Posted on 7 Dec 2020

Development of a legal framework and emergence of new safety requirements at industrial facilities is translating into the need to introduce new information technologies capable of minimising the number of hazards and emergencies, writes Alexey Klebanov*.

Analysis of accident statistics for surface mining operations shows that incidents involving collisions of heavy equipment, running over light vehicles and personnel are the most common type of accident, posing a serious threat to human life and health. Such accidents are primarily caused by poor visibility from the operator’s cabin. The table below shows the most common accident scenarios:

The low manoeuvring speed of heavy mining equipment produces the illusion of safety, while the design features of this equipment create blind spots where the operator is not able to see the surrounding objects.

Collisions of mining equipment with light vehicles causes disastrous effects not only to people’s lives and health, but also on the operational capability of the equipment. A single accident, even if it does not involve injuries, may halt the mining operations for a few days. Costs of repairs, equipment downtime, administrative penalties and loss of production – all of this has a significant negative impact on the efficiency of mining operations.

Let us have a closer look at some of the actual cases described above:

1) The dump truck operator was moving along a service road and failed to see the car of a company’s employee in time and ran over its right side making it almost completely flat (Figure 1). The employee in the car was able to bend down to the passenger seat, which saved his life.

2) Approximately an hour after shift start, a KAMAZ 43118 fuel truck arrived to the refuelling site, and its driver started refuelling a Komatsu PC 2000-8 excavator. The excavator driver did not make sure that there were no people in the hazardous area of the working excavator and thought that the truck nearby had finished refuelling and left. A backhoe operator started turning the boom towards the open-pit bench, caught the truck with the excavator body and tipped it over (Figure 2). The KAMAZ driver was pressed against the ground by the truck cabin.

Figure 1: accident with a passenger car ran over by a dump truck
Figure 2: accident with a fuel truck tipped over

Statistical data on the largest Russian surface mining companies for 2003-2018 shows that 24% of accidents with mining equipment are related to the units moving or operating when people are in the immediate vicinity. This includes 14% of cases with people being in the driver’s (operator’s) blind zone, and 12% of accidents related to reverse movement of the units or movements of their back sides. One-fifth of all these accidents, based on the investigation results, could have been prevented by an external observer who would see the whole picture from the outside.

Currently, administrative barriers such as restricted access areas for people and light equipment, strict manoeuvre regulations and sound alarms when reversing are virtually the only way to protect against collisions. However, statistics show that these measures are not sufficient and do not provide adequate security.
────
**Given request A**
Print the mining safety article from "Posted on 7" to "the surrounding objects.", copying every word unchanged.
────
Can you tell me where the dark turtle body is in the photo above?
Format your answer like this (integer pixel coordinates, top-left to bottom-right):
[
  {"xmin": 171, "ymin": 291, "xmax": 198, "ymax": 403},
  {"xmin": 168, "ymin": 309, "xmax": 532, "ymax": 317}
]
────
**Given request B**
Arrange the listing that follows the article as a JSON list of strings, with one string for each line and no blank lines.

**Worked answer A**
Posted on 7 Dec 2020

Development of a legal framework and emergence of new safety requirements at industrial facilities is translating into the need to introduce new information technologies capable of minimising the number of hazards and emergencies, writes Alexey Klebanov*.

Analysis of accident statistics for surface mining operations shows that incidents involving collisions of heavy equipment, running over light vehicles and personnel are the most common type of accident, posing a serious threat to human life and health. Such accidents are primarily caused by poor visibility from the operator’s cabin. The table below shows the most common accident scenarios:

The low manoeuvring speed of heavy mining equipment produces the illusion of safety, while the design features of this equipment create blind spots where the operator is not able to see the surrounding objects.

**Worked answer B**
[
  "Can you tell me where the dark turtle body is in the photo above?",
  "Format your answer like this (integer pixel coordinates, top-left to bottom-right):",
  "[",
  "  {\"xmin\": 171, \"ymin\": 291, \"xmax\": 198, \"ymax\": 403},",
  "  {\"xmin\": 168, \"ymin\": 309, \"xmax\": 532, \"ymax\": 317}",
  "]"
]